Given task |
Swap "photo above" for "image above" throughout the records below and give them back with nothing else changed. Leave the pictures out of your answer.

** start of Supplied data **

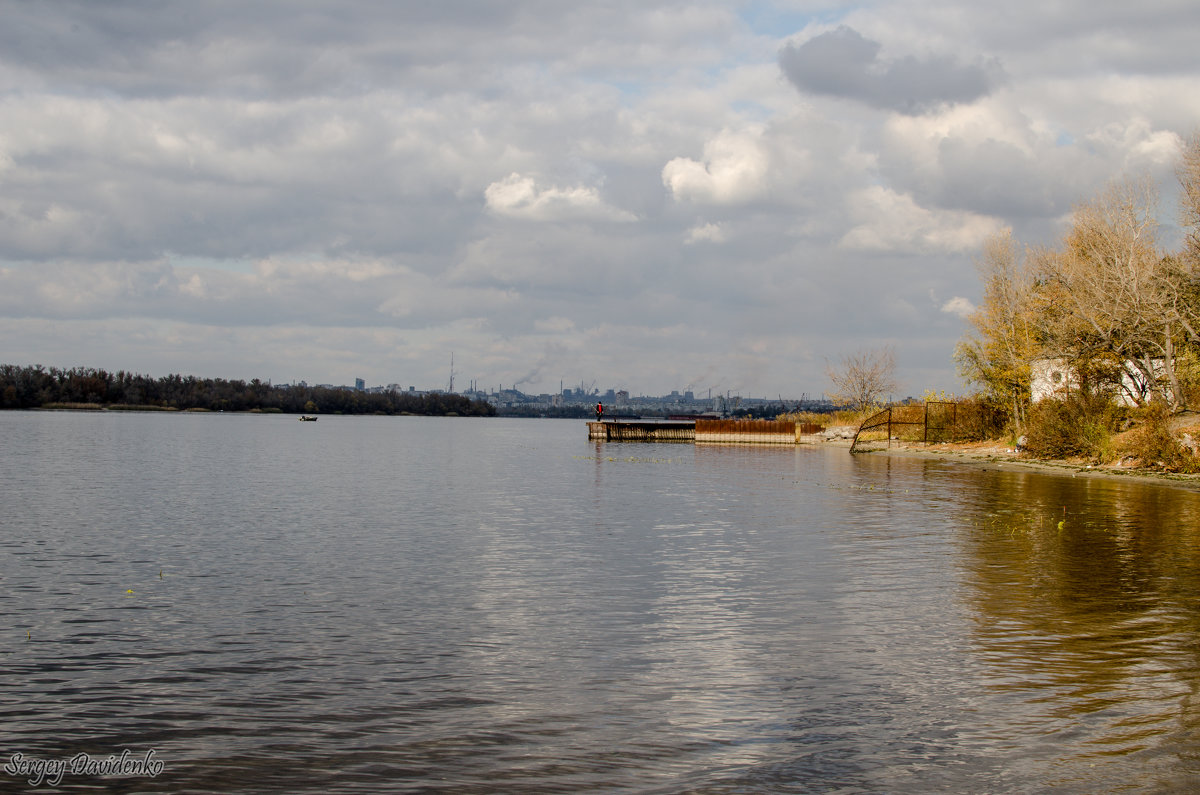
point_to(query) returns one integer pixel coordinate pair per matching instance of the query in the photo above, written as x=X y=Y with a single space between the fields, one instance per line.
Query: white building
x=1056 y=378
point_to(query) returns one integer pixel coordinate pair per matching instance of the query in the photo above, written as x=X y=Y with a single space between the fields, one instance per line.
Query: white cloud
x=706 y=233
x=733 y=169
x=520 y=197
x=887 y=221
x=959 y=305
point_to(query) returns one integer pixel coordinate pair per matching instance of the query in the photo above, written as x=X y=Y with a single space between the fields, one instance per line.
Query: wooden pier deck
x=642 y=430
x=702 y=431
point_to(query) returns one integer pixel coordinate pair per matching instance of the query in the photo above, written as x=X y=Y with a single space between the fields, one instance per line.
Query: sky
x=720 y=197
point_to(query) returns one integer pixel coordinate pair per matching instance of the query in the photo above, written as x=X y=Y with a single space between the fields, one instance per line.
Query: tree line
x=36 y=387
x=1107 y=303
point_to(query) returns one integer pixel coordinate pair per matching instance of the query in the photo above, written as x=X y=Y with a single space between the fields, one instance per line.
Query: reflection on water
x=390 y=604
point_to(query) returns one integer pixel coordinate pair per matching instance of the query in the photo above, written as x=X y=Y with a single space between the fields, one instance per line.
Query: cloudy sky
x=642 y=195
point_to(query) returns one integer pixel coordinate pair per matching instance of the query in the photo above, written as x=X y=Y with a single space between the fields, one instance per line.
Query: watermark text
x=52 y=771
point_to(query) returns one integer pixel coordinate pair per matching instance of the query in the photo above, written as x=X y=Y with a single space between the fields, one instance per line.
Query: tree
x=1110 y=300
x=1189 y=198
x=997 y=354
x=863 y=377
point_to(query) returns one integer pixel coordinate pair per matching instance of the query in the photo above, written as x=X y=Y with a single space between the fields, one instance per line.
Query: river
x=370 y=604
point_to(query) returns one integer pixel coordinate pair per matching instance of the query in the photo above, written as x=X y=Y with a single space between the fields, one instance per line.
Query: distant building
x=1055 y=378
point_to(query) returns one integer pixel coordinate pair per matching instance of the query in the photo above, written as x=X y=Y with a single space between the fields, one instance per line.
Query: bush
x=1080 y=426
x=979 y=418
x=1155 y=444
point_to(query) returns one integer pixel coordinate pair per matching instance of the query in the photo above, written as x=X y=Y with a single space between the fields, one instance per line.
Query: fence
x=936 y=423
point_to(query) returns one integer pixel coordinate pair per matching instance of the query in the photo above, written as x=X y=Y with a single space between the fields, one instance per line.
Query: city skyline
x=658 y=196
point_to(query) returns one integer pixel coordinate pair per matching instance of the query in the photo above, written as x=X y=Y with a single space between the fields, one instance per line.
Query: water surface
x=413 y=604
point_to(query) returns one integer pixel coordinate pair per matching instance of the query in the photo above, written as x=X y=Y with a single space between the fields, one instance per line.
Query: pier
x=702 y=431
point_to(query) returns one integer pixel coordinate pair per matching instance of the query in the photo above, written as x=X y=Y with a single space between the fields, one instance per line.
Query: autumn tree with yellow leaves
x=1108 y=300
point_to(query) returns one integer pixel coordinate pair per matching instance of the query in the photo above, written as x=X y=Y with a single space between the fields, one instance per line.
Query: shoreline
x=991 y=455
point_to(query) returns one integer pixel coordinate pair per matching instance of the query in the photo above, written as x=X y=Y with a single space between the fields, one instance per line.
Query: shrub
x=1155 y=444
x=979 y=418
x=1080 y=426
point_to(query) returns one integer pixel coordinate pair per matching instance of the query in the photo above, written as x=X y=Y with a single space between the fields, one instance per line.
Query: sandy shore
x=990 y=454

** end of Supplied data **

Answer to this exercise |
point_to(query) returns one integer pixel coordinate pair per matching instance of the query in the image above, written as x=X y=Y with a single space between the fields, one instance per line.
Query: white building
x=1056 y=378
point_to(query) returns one integer pixel coordinate pair per matching instance of the query in the image above, written as x=X y=Y with a single space between the fields, one instance per line.
Query: white cloud
x=706 y=233
x=733 y=169
x=520 y=197
x=887 y=221
x=959 y=305
point_to(query) returns one integer pixel coordinate pair per matching instance of the query in the image above, written as x=X y=Y with a single space between the fields, one instance per line.
Query: wooden pier deck
x=642 y=430
x=702 y=431
point_to(query) returns one integer pixel coordinate pair per matching instance of the query in the image above, written as x=X y=Y with a single space between the fields, one instance per line.
Query: sky
x=720 y=197
point_to(query) returns one integer pixel coordinate pair per matching instance of the query in the image above, written as x=X y=Y with a single space between the fields, one instance per line.
Query: tree line
x=36 y=387
x=1107 y=303
point_to(query) returns one integer pixel coordinate pair per matching instance of the query in the image above, written as x=X y=Y with a single space between the fields, one instance per line.
Query: reflection on water
x=390 y=604
point_to(query) returns one integer pixel coordinate pair per matching instance of the query in the image above, written as x=X y=Y with a single space between the fields, one instance per line.
Query: cloudy sky
x=642 y=195
point_to(query) returns one integer pixel coordinate pair per matching instance of the query in the image above, written as x=X y=Y with a single space between the fields, one instance per line.
Query: watermark text
x=52 y=771
point_to(query) returns one integer pixel coordinate pair per matching instance of the query in the image above, written as x=X y=Y with a single space between the fields, one instance per line.
Query: tree
x=1110 y=300
x=1189 y=198
x=997 y=354
x=863 y=377
point_to(query) returns one integer pixel coordinate pair per matching instance of the query in the image above, written as x=X y=Y with a single space between the fields, one instance per line.
Query: river
x=370 y=604
point_to(query) returns one integer pixel coordinate pair per matching instance of the query in the image above, written as x=X y=Y with a single space between the fields, one instance per line.
Query: distant building
x=1055 y=378
point_to(query) returns one integer pixel coordinate pair per matching instance of the query in the image above, written as x=X y=Y with a single space between the fields, one instance per line.
Query: bush
x=1080 y=426
x=979 y=418
x=1155 y=444
point_to(query) returns one integer pixel coordinate pair per matching instance of the query in the image above, written as x=X y=Y with a single space between the fields, one instance per line.
Query: fence
x=936 y=423
point_to(query) returns one integer pixel coordinate pair per matching instance of the query in the image above, written as x=X y=Y with a single space between the fields, one instance per line.
Query: city skyline
x=658 y=196
point_to(query) returns one integer pixel coordinate pair per matching instance of the query in the image above, written as x=X y=Y with a single space between the fields, one instance per line.
Query: water surface
x=413 y=604
point_to(query) returns one integer pixel coordinate pair per matching instance of the query in the image above, written as x=X y=Y with a single space between the fields, one instance per line.
Query: pier
x=702 y=431
point_to(query) returns one integer pixel coordinate pair per matching instance of the query in the image above, written as x=X y=Y with a single space between the fields, one instance per line.
Query: autumn tree with yellow leaves
x=1108 y=300
point_to(query) returns one integer pixel coordinate pair per matching instance of the query in the image above, written as x=X y=Y with a single space between the fields, one instance per line.
Query: shoreline
x=991 y=455
point_to(query) returns one integer pixel coordinate pair per matching instance of the query in the image above, written as x=X y=Y with a single space between the fields, one instance per line.
Query: shrub
x=1155 y=444
x=979 y=418
x=1080 y=426
point_to(query) returns one integer pixel coordinate pair per matching instance of the query in the image above, written as x=X y=Y with a single space between the fields, one instance per line.
Query: sandy shore
x=990 y=454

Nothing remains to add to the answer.